[Source records]
##############################
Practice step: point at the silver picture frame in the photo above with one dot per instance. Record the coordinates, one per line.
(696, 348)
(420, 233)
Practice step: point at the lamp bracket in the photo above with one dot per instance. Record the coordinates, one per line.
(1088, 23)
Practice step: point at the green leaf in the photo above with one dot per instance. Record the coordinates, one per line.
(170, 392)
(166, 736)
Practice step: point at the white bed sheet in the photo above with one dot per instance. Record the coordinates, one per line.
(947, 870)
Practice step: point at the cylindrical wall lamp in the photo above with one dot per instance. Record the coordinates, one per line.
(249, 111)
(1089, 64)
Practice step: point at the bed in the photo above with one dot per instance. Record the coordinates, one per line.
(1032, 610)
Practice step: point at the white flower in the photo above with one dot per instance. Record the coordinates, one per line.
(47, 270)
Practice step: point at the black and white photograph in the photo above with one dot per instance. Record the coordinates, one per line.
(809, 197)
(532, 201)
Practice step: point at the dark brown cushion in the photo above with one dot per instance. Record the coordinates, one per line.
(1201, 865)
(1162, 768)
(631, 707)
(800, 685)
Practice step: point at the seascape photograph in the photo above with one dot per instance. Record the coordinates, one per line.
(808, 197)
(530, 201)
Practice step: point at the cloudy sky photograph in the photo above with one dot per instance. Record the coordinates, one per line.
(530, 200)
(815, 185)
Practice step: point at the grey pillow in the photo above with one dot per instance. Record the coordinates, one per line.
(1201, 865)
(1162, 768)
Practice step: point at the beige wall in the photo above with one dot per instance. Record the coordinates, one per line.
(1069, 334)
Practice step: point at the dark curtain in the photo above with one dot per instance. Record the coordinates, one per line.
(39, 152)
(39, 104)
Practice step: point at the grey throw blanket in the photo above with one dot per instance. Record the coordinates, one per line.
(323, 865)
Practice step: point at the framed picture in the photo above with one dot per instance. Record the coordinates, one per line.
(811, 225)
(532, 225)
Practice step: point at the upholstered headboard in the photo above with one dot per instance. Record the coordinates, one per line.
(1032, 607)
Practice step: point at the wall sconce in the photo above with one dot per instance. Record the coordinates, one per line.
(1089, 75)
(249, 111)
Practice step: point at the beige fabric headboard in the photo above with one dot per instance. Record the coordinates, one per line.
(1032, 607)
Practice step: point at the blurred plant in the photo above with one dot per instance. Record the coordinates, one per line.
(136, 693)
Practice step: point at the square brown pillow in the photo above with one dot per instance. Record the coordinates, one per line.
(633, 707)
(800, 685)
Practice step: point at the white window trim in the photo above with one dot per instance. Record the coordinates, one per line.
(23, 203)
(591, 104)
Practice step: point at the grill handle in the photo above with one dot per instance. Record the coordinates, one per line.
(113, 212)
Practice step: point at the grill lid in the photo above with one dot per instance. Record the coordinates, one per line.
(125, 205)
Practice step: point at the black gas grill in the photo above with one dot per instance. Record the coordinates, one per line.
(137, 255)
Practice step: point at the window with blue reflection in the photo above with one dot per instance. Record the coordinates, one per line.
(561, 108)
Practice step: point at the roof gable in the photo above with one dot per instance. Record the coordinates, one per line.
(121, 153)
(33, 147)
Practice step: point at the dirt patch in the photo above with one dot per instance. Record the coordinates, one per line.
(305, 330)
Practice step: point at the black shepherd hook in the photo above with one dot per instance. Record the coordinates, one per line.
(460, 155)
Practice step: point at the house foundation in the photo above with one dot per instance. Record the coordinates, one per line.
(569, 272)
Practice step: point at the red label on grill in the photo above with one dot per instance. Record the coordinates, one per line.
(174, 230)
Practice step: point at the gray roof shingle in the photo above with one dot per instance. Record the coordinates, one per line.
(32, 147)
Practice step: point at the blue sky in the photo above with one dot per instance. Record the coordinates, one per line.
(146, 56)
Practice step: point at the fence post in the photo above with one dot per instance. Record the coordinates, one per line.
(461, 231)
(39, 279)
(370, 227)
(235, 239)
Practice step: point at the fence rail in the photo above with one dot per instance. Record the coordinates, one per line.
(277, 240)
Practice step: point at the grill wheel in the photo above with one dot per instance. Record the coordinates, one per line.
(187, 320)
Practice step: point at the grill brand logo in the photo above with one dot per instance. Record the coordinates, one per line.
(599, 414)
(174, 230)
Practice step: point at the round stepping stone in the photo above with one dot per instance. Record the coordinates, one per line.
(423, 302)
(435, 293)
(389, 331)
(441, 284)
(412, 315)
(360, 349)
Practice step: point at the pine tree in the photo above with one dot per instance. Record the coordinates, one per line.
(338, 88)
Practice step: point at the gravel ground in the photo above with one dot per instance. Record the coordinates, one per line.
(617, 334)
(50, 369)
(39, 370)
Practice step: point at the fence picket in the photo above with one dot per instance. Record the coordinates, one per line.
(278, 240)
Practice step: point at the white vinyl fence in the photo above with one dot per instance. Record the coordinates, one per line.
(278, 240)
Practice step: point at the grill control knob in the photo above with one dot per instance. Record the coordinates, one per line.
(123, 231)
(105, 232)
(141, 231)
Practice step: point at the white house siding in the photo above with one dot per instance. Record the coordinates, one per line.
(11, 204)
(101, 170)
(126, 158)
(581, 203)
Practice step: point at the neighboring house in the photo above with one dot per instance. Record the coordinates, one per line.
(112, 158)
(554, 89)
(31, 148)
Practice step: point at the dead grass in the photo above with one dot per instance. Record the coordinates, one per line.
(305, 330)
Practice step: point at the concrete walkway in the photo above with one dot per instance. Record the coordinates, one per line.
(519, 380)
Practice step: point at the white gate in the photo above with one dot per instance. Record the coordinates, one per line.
##############################
TASK REQUIREMENTS:
The answer is every entry, repeated word for word.

RESULT FOR THIS EXERCISE:
Practice step: point at the silver picture frame in the photo above with one dot per instance. Record the coordinates, one per line.
(696, 348)
(420, 233)
Practice step: point at the lamp bracket in the photo above with one dot per instance. Record the coordinates, one per line.
(1088, 23)
Practice step: point at the green leaf in the photo above with one dot per instance. Record the coordinates, one per line.
(170, 392)
(166, 736)
Practice step: point at the white bed sheet in the photo above with one dot per instance. Record the coordinates, one per line.
(947, 870)
Practice step: point at the cylindrical wall lamp in the photo above with one dot per instance. Record the coordinates, one per line.
(249, 111)
(1089, 64)
Practice step: point at the bed in the photo above with one dot per instance. Record the coordinates, one per line.
(1032, 610)
Practice step: point at the white flower in the photo above with one dot per instance. Record the coordinates, one per line.
(47, 270)
Practice step: point at the black and white photograph in the photo above with one dot per instance. Record the coordinates, one per line.
(809, 197)
(532, 201)
Practice step: point at the dark brown cushion in the photo above with one dot per instance. Record the coordinates, one per line.
(1201, 865)
(1162, 768)
(631, 707)
(800, 685)
Practice step: point at the seascape photograph in the photo above with one dot per instance. Record the coordinates, one per line.
(808, 197)
(530, 201)
Practice step: point at the cloudy sky photograph in the photo above with one dot per instance. Record the coordinates, one per line.
(530, 200)
(815, 185)
Practice step: point at the grey pillow in the photo above with one dot per instance. Record the coordinates, one per line.
(1201, 865)
(1162, 768)
Practice step: point at the beige wall in the photo above with one dot per instance. Record the coordinates, one per line.
(1069, 334)
Practice step: point at the dark curtain in the photo above with one dot per instance. Record the coordinates, one per line.
(39, 152)
(39, 104)
Practice step: point at the grey throw blanket in the photo above with one dot per instance. Record the coordinates, one per line.
(323, 865)
Practice step: point at the framed picture in the photo above with one dot per instance. Record the coordinates, one per line.
(811, 225)
(532, 225)
Practice step: point at the upholstered headboard in the photo above with one dot per instance. Record the coordinates, one per line.
(1032, 607)
Practice step: point at the wall sconce in the photo above with one dot per instance. Record the coordinates, one per line.
(1089, 75)
(249, 111)
Practice step: point at the beige fabric headboard in the photo above with one dot per instance. Record the coordinates, one per line.
(1032, 607)
Practice step: point at the blurred plant in the photo above with one dot per instance. Record the coordinates, one per line.
(136, 693)
Practice step: point at the square brown pillow in the photo above with one dot per instance. Record the coordinates, one per line.
(633, 707)
(800, 685)
Practice step: point at the white window trim in the photo above with one dot per instance. Record the coordinates, one per line.
(23, 203)
(591, 104)
Practice step: point at the grill handle in the photo above with one dot per instance. Record the coordinates, one per line.
(113, 212)
Practice step: point at the grill lid in the photo above with one dot per instance. Record the coordinates, one per line.
(125, 205)
Practice step: point at the black gas grill in the photo above with one dot per instance. Record the coordinates, one per line.
(137, 255)
Practice step: point at the window with blue reflection in the photo above with one dot per instance. Record the coordinates, one per line.
(561, 108)
Practice step: point at the roof gable in the photo above with one dot per instance. Record the coordinates, one per line.
(121, 153)
(33, 147)
Practice step: point at the dirt patch in the photo above with one dot per instance. Record the coordinates, one per line.
(305, 330)
Practice step: point at the black shepherd hook in the photo above with one dot per instance. Record the coordinates, one per line.
(460, 155)
Practice step: point at the house foundation in the photo above with one dot per instance. Record the coordinates, one per line.
(569, 272)
Practice step: point at the red label on grill in the photo above with one dot per instance. Record the coordinates, one per line.
(174, 230)
Practice step: point at the gray roof shingle in the photo above with one dot per instance. Record the coordinates, one per line.
(32, 147)
Practice step: point at the blue sky in the photo above with one dot per instance. Record the coordinates, one per line.
(146, 56)
Practice step: point at the fence post in the photo above with one dot per instance. Record the coordinates, one per line.
(461, 231)
(39, 279)
(370, 227)
(235, 239)
Practice step: point at the fence rail in the photo above with one dot per instance. Record the coordinates, one per line.
(277, 240)
Practice step: point at the grill wheel in the photo above with one dot per instance. Record the coordinates, one per line.
(187, 320)
Practice step: point at the grill brand logo in the photo above with one dot per instance. Record the coordinates, one per line.
(599, 414)
(174, 230)
Practice step: point at the round stepping stone in the photo above with one dot per instance. Record the coordinates, one per line.
(423, 302)
(435, 293)
(389, 331)
(441, 284)
(412, 315)
(360, 349)
Practice step: point at the pine tree in the photo above with one dot per instance. Record the coordinates, one per line.
(338, 88)
Practice step: point at the gravel ground in the photo above with one dot per instance. Record the coordinates, one per line.
(617, 334)
(50, 369)
(39, 370)
Practice step: point at the fence picket in the photo above with one dot per instance. Record the coordinates, one per line.
(278, 240)
Practice step: point at the white vinyl fence in the photo above with one dot per instance. Record the coordinates, one per line.
(278, 240)
Practice step: point at the grill control knob in the photo above with one dot per instance. Record the coordinates, one per line.
(123, 231)
(105, 232)
(141, 231)
Practice step: point at the white house siding in the photo above with one dot per instance. Record the coordinates, one per line.
(11, 204)
(101, 170)
(126, 158)
(581, 203)
Practice step: point at the neighboring house in the photo above with one dot per instance. Record the coordinates, one per line.
(112, 158)
(554, 89)
(31, 148)
Practice step: point at the dead grass in the photo above with one dot per instance. Record the coordinates, one per line.
(305, 330)
Practice step: point at the concrete walkway in the photo above with one dot per instance. Record the coordinates, one per line.
(519, 380)
Practice step: point at the white gate in the photo above with one dot per instance. Record the coordinates, one per line.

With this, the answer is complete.